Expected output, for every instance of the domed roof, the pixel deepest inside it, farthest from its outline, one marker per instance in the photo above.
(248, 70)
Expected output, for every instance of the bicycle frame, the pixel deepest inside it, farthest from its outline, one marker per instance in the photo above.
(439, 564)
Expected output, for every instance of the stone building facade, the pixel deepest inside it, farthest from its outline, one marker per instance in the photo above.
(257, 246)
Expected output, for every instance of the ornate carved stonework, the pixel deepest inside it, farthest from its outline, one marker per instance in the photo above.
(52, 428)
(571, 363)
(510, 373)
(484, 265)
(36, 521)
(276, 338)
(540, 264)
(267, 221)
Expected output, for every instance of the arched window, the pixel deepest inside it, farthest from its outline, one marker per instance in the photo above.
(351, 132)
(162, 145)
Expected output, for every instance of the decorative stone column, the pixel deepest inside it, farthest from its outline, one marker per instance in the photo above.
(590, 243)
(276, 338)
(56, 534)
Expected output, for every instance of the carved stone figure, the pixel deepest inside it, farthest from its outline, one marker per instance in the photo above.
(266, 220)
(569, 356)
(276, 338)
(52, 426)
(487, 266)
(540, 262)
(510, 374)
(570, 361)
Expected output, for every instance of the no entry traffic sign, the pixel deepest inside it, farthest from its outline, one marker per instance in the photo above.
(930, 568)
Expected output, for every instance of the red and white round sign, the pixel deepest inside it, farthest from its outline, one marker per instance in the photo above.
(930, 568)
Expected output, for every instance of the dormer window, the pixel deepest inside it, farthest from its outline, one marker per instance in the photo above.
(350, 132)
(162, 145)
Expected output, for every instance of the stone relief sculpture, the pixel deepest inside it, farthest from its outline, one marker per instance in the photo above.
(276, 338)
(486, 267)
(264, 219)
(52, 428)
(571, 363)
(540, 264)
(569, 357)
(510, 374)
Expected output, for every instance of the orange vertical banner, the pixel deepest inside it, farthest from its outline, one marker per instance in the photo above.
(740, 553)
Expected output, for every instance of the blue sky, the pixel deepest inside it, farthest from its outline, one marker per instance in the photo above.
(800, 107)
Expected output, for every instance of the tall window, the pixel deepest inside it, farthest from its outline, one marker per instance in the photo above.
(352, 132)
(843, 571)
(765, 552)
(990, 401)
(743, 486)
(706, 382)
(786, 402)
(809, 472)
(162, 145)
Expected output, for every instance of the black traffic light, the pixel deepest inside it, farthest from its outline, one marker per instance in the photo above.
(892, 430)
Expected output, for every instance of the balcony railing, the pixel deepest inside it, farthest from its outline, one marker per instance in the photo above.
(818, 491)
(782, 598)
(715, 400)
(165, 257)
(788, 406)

══════════

Work instructions: Take the lines above from the one holding "Expected output, for every instance of the orange" to the last and output them exactly.

Your response:
Expected output, for every instance of the orange vertical banner, the pixel deepest inside it, farthest from its outline, one marker per instance in the photo above.
(740, 553)
Expected output, for every instance of the blue sky, the pixel deepest inside it, farthest from its outline, one marker per instance in the photo above.
(800, 107)
Expected output, for every instance of the tall window, the pixel deepest inside it, farthest from its outline, one marker per instance in the photo above.
(352, 132)
(843, 571)
(765, 552)
(990, 401)
(743, 486)
(706, 382)
(786, 402)
(809, 472)
(162, 145)
Expected output, for every instance of the black traffic light, the pixel deepest inside it, farthest from its outline, one marker per instance in the photo above.
(892, 430)
Expected output, for every instance of the balcony railing, the pixel deepest inside it, farthest from its outline, one marker per instance in the photo above.
(818, 491)
(782, 598)
(715, 400)
(165, 257)
(788, 406)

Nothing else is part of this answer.